Find the line that contains "Referring to the image above, could you locate the gabled" in the entries below. Output it and each later line exactly, and nothing else.

▸ **GIVEN INFORMATION**:
···
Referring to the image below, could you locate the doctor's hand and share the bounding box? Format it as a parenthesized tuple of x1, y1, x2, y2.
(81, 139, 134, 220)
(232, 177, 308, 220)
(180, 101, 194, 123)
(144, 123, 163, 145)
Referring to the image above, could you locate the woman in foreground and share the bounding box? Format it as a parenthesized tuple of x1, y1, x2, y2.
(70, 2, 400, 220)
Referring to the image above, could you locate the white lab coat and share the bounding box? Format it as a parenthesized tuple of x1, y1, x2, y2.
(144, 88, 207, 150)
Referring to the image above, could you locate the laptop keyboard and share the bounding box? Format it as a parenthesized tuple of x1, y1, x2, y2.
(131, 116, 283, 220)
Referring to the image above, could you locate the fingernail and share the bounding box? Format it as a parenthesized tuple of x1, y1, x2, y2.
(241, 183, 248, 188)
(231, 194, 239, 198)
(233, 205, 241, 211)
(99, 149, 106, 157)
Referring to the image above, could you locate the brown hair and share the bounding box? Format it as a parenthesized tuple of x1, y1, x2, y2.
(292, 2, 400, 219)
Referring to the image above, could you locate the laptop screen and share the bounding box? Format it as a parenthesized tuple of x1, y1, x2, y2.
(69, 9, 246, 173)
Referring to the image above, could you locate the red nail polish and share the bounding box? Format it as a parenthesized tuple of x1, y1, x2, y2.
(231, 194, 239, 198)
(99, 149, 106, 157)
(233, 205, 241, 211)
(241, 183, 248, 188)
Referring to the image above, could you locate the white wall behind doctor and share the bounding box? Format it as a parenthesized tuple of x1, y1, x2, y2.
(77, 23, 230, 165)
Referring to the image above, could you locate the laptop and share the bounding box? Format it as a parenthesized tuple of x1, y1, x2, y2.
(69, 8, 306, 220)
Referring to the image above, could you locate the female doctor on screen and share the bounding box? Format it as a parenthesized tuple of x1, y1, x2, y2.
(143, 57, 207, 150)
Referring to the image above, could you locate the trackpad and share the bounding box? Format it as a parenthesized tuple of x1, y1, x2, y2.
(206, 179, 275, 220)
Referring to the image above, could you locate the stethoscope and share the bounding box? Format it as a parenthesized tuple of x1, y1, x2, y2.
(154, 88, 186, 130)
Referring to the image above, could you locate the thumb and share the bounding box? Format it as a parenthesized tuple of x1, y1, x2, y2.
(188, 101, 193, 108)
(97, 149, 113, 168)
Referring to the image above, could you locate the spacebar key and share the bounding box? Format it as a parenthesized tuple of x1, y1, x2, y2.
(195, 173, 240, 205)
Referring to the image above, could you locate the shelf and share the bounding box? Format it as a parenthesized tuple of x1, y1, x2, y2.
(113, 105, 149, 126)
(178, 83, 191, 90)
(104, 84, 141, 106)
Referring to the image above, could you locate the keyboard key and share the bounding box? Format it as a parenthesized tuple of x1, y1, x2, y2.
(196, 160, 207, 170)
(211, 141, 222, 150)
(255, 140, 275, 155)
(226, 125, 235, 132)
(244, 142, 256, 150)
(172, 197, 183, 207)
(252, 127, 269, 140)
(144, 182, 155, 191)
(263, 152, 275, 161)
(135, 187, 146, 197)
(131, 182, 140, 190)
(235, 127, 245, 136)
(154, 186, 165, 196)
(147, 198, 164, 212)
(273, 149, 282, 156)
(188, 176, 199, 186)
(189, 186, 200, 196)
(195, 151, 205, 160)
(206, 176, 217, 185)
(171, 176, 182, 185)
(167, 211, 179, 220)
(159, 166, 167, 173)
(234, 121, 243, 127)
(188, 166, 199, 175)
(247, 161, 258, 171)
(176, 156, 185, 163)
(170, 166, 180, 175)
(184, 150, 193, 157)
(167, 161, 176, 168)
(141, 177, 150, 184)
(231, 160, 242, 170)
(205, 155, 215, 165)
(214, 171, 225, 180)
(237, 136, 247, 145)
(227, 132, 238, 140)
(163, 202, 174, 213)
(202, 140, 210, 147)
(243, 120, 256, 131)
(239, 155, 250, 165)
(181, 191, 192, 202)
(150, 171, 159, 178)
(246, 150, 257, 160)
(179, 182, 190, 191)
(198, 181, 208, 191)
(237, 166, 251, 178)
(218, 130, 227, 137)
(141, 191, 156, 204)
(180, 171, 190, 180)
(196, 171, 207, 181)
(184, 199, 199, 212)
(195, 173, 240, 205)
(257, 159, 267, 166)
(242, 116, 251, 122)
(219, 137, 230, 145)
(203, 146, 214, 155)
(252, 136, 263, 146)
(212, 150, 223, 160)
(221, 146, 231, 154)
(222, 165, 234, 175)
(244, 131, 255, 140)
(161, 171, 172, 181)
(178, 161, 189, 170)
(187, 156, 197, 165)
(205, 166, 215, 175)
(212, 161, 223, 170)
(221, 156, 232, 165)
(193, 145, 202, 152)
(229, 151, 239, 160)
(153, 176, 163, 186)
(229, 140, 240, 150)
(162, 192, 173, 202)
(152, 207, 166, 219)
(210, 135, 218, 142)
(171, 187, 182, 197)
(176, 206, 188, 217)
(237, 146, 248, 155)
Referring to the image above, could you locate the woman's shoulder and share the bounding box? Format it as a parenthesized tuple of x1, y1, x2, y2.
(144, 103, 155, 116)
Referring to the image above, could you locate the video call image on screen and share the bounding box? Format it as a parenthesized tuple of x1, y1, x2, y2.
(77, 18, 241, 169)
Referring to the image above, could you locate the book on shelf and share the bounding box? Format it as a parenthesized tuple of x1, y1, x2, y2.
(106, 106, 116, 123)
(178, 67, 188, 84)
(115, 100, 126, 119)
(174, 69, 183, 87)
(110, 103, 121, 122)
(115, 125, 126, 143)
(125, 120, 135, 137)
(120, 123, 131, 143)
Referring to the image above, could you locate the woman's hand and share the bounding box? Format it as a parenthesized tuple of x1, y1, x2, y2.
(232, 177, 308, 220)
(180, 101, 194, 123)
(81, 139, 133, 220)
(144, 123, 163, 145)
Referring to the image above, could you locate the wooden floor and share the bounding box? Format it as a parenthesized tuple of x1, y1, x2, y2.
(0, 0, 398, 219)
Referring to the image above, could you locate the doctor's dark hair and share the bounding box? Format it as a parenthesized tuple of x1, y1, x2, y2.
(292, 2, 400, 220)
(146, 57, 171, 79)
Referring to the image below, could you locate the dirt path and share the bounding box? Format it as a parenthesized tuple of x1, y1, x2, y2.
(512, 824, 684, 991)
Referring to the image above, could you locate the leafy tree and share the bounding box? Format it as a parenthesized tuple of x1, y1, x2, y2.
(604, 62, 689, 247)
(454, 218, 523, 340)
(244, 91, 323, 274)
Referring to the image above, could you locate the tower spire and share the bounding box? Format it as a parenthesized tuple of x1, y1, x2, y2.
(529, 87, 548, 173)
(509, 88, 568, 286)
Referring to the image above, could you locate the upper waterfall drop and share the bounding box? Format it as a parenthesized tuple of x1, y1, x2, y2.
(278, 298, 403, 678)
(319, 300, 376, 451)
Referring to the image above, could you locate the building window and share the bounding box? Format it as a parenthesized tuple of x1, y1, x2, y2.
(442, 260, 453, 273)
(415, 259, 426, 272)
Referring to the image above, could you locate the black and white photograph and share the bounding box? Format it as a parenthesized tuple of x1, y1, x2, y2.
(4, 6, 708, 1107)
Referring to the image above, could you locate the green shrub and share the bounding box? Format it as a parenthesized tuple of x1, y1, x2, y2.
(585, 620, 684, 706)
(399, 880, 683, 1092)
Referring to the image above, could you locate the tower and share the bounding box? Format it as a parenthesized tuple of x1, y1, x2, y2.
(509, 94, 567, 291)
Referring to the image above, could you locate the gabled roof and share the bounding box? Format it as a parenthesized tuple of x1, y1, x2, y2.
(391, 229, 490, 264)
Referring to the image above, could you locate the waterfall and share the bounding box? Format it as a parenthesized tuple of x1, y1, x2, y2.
···
▸ **THE COMPLETED TASK**:
Referring to the image above, could you locate the gabled roof and share the bounding box? Format it as a parenthesized tuple of x1, y1, x2, y2.
(391, 229, 490, 264)
Referring to the image above, could you locate the waterfall and share the bounding box? Format it as a parenthesized tuple of x1, y1, x2, y2.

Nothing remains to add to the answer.